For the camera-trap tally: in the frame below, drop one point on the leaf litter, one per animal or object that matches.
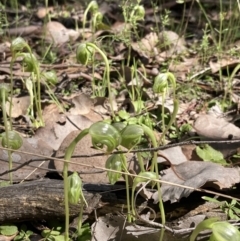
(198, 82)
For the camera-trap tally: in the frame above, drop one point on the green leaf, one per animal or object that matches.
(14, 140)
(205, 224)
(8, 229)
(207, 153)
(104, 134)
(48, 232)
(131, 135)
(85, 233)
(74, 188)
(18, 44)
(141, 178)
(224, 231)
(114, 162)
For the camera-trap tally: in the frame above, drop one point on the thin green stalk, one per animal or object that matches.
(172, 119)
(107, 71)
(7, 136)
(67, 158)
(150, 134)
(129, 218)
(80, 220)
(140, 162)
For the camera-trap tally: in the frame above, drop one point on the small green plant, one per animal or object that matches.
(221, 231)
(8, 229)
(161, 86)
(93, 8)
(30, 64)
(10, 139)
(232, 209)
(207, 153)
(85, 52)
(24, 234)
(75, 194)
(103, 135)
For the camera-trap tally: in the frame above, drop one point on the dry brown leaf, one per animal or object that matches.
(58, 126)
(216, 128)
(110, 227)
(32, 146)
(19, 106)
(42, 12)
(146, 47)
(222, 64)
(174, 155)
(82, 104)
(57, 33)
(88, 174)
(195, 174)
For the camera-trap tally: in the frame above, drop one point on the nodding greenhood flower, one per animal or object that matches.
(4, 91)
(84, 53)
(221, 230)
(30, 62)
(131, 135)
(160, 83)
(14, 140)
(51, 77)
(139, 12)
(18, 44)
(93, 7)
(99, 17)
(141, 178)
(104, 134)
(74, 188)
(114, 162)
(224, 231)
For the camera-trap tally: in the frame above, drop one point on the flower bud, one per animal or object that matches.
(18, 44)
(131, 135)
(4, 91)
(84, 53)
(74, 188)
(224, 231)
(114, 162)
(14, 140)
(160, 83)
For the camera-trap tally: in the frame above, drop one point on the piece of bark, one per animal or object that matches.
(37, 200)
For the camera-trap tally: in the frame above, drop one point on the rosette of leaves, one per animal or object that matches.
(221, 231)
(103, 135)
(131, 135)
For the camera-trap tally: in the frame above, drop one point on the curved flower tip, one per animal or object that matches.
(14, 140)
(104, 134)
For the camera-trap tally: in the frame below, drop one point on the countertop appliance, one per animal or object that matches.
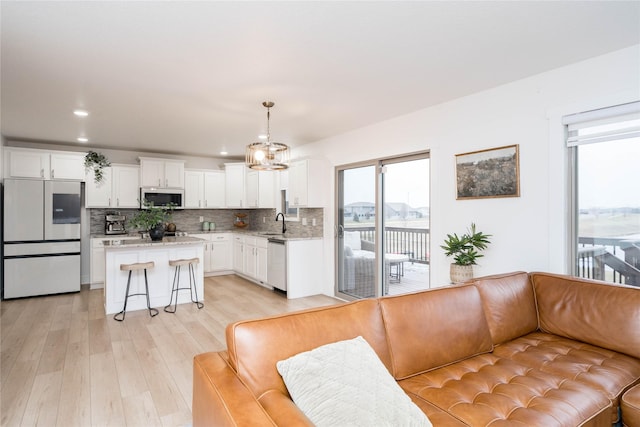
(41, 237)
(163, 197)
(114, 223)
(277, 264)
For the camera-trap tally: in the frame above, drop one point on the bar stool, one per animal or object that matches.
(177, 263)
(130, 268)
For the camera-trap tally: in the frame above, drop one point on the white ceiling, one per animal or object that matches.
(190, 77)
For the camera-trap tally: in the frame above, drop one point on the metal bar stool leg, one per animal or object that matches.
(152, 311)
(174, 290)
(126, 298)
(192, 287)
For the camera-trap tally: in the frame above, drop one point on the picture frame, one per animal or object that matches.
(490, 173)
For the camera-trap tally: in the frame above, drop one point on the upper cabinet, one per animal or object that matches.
· · · · · · ·
YOUR TASK. Copy out word for word everything from the line containing "ceiling, one per animal or object that matches." down to the end of the records, both ends included.

CORRECT RESPONSE.
For the camera-trap tally: in the frame above, drop one point on the white ceiling, one per animal or object that matches.
(190, 77)
For the camera-trap tally: in the frame above, drop one point on the metal bar stool leg, one per animal or object that matches.
(152, 311)
(174, 290)
(126, 298)
(192, 287)
For the camera-trap tally: in the frame above, drop one point on the picture frame, one per animal or object that matches.
(490, 173)
For the camera-trap tally: in the frame above, drop one point on the upper cabinet, one per animal or object that matches.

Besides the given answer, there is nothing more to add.